Experiment Finished, Deep in Analysis
Results are promising but we aren't ready to release them
I haven’t posted since December which is… eight months! But the project is still alive and very well.
Endline survey
First, we we ran the endline survey in mid January, collecting 3739 responses. This is a lot less than the 5700 responses we got for the midline, but about the expected attrition. Note however that the number of people using the extension is a few thousand higher than this — once the extension is installed, it keeps returning data even if the user doesn’t check their email and answer our survey.
We ran the survey up until the morning of January 20th to ensure responses weren’t contaminated by what Trump did right after being sworn in. We decided to keep data collection running until February 10th. At that point the extension automatically uninstalled itself.
This marked the end of the operational phase of the experiment. I immediately went on vacation.
Data analysis
In March we began data analysis in earnest. This involved things that normally aren’t discussed much, like building out our team to handle the amount of work involved which in turn required ethics protocol amendments and inter-university data sharing agreements to allow our new collaborators access to this very private data. Meanwhile, merely extracting clean data files and creating data dictionaries took a month of work.
In addition to our relatively small amount of survey data, we ended up with a huge data set of almost 200 million events: posts seen, posts engaged with, posts written, and more.
We're now deep in analysis of this treasure trove of data — everything that ~6,000 social media users saw and did on three platforms for roughly three months before and three months after the Nov 2024 election.
Part of this is careful statistical programming to do the difference-in-difference estimations that we preregistered. That is painstaking manual work, and the draft appendix of detailed results is growing. Another part is running nearly 200 million text posts through a suite of classifiers, so that we can create quantitative summaries of what people actually saw — and ultimately how it affected them. None of this is conceptually complicated, but it’s a lot of data wrangling and it all has to be done to the highest standards of scientific integrity, privacy and security.

● **Excerpted records**
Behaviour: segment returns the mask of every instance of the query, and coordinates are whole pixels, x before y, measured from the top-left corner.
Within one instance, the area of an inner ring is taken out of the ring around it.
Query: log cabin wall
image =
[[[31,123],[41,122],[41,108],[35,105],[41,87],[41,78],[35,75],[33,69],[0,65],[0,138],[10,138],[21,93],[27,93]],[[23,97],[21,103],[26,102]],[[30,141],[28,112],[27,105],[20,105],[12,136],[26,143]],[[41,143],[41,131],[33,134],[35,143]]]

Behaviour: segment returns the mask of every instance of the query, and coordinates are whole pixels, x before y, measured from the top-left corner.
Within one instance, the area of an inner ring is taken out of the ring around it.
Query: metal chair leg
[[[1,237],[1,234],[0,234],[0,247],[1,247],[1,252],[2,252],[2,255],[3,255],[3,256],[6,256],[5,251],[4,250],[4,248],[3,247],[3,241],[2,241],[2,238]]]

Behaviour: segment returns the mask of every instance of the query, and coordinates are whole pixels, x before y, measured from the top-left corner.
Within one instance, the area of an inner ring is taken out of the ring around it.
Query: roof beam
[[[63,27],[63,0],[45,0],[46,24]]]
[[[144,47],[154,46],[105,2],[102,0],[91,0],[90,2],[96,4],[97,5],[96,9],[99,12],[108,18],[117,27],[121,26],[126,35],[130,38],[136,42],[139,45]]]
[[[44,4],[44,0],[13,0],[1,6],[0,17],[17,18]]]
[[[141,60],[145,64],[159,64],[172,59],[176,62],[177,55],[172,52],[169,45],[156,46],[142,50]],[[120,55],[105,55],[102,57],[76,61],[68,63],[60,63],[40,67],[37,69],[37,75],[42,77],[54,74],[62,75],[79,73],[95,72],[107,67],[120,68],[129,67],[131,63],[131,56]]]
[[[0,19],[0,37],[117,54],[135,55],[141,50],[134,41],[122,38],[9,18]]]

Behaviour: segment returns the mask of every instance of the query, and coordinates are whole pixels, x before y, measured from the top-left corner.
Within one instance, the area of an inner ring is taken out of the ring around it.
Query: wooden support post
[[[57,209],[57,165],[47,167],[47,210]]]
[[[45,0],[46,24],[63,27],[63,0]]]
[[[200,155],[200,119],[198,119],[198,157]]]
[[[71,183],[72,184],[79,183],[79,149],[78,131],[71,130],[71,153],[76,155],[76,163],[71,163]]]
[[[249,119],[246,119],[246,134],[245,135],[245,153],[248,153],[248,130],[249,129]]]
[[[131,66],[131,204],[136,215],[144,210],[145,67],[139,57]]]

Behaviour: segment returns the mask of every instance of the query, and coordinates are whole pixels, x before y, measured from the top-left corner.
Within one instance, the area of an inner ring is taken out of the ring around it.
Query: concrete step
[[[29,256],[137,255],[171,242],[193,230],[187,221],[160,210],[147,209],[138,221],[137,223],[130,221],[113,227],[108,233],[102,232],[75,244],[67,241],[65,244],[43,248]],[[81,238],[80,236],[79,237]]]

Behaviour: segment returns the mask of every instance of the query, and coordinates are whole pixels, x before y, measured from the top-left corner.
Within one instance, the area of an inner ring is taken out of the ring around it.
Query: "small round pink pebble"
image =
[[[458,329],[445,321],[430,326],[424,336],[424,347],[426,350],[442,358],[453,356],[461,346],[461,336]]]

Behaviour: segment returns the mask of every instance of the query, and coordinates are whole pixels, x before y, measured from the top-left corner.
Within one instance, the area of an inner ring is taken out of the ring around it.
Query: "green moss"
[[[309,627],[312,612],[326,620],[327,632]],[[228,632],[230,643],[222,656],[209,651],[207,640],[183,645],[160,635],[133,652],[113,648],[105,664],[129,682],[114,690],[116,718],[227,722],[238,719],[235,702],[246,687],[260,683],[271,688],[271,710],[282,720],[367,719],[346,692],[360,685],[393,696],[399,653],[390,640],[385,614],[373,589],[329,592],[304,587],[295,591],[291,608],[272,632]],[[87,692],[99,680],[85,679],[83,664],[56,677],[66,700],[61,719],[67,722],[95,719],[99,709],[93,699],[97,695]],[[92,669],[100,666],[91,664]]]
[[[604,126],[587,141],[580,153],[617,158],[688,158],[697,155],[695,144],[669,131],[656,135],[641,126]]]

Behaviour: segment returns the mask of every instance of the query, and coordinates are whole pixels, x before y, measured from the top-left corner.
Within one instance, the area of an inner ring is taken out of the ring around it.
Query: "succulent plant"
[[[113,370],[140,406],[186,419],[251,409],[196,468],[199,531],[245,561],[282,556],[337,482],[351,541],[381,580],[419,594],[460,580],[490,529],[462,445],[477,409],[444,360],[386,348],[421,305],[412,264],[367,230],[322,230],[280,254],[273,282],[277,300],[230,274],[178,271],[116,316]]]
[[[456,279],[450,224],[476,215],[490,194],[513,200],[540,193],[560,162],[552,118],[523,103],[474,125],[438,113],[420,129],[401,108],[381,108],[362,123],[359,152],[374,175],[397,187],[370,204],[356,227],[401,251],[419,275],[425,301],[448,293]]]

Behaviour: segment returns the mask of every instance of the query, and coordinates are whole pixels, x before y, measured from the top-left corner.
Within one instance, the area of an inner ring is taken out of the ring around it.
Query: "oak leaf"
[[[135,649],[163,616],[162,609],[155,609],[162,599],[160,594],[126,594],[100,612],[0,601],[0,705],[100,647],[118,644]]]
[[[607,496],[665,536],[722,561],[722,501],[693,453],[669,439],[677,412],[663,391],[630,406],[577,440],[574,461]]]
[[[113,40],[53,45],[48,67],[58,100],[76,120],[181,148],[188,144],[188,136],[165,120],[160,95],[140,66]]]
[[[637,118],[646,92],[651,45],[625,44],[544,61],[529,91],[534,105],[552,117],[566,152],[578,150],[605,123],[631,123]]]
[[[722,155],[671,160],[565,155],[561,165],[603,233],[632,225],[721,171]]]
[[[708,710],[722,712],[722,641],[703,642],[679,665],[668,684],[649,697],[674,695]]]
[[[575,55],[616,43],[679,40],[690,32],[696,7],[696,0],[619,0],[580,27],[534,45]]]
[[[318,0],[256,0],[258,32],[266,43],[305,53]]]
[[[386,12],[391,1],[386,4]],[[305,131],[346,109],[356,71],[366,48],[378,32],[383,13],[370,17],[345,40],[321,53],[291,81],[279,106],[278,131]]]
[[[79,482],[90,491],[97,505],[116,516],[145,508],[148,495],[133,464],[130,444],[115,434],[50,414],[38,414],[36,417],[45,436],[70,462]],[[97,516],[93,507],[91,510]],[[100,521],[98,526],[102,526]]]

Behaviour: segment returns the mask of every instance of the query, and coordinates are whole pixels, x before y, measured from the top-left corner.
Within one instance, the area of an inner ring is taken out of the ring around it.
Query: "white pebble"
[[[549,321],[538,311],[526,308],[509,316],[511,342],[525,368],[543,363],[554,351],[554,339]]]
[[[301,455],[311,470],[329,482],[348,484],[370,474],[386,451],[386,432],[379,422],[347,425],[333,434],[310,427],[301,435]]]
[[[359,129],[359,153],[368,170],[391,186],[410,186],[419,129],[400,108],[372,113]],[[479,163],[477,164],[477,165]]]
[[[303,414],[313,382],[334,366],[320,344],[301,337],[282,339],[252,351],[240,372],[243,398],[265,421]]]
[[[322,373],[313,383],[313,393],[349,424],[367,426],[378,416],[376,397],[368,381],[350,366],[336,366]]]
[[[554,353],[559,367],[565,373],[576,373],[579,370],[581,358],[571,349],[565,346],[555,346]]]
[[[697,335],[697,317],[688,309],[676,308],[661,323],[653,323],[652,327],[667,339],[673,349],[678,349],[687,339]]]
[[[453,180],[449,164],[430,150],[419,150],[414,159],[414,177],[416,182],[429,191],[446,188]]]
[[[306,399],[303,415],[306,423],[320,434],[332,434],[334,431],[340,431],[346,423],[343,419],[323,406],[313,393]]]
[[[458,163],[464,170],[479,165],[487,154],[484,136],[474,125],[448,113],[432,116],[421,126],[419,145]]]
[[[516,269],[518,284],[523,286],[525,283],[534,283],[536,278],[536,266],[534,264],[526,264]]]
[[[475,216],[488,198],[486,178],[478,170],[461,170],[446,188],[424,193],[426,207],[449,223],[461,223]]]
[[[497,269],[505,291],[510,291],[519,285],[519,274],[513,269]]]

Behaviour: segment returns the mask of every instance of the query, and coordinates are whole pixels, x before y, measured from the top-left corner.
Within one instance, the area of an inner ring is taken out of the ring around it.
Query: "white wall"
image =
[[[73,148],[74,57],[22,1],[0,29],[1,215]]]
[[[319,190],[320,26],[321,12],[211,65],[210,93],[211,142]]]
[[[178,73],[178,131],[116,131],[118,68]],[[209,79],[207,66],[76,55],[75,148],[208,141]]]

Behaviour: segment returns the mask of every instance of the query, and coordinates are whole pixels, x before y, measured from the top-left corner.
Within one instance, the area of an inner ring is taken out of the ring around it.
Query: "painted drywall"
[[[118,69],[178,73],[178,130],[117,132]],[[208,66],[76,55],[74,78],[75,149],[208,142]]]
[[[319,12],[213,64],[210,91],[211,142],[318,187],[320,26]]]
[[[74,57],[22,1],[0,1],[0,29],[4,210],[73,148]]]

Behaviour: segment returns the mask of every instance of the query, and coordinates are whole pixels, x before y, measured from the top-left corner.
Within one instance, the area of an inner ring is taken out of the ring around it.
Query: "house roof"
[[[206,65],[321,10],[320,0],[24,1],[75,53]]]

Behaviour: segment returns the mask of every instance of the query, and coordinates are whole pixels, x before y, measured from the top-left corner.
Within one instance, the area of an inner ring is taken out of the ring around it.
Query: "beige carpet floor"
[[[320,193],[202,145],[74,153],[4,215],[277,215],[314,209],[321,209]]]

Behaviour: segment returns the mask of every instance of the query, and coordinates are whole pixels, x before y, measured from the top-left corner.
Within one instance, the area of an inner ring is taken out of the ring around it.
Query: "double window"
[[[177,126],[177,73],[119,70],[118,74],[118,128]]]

● **Prompt 1**
Please say whether each statement agrees with the update, answering yes or no and quoting the deciding words: (a) The endline survey drew more responses than the midline. (b) The extension removed itself once data collection ended on February 10th. (c) Extracting clean data files and creating data dictionaries took a month.
● **Prompt 2**
Collect every line of the rows that contains the string "pebble".
The rows are unrelated to the update above.

● **Worked solution 1**
(a) No: "collecting 3739 responses. This is a lot less than the 5700 responses we got for the midline"
(b) Yes: "We decided to keep data collection running until February 10th. At that point the extension automatically uninstalled itself."
(c) Yes: "merely extracting clean data files and creating data dictionaries took a month of work."

● **Worked solution 2**
Query: "small round pink pebble"
Query: "white pebble"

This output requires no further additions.